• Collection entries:
..............................
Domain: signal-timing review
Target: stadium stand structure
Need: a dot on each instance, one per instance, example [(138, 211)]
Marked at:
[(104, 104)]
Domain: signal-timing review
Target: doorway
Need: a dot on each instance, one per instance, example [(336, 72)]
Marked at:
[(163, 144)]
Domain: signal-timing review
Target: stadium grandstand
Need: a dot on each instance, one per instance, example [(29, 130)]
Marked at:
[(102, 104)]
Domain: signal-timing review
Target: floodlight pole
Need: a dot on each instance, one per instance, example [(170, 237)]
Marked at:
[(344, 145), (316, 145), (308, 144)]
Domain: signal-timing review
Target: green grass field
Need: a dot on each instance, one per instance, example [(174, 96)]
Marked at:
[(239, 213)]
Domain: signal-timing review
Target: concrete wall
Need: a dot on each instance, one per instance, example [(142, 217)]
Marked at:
..............................
• Work order:
Find and copy each line above that includes the string "Target".

• Written solution:
Target: stadium stand structure
Target: doorway
Target: stadium grandstand
Target: floodlight pole
Target: green grass field
Target: concrete wall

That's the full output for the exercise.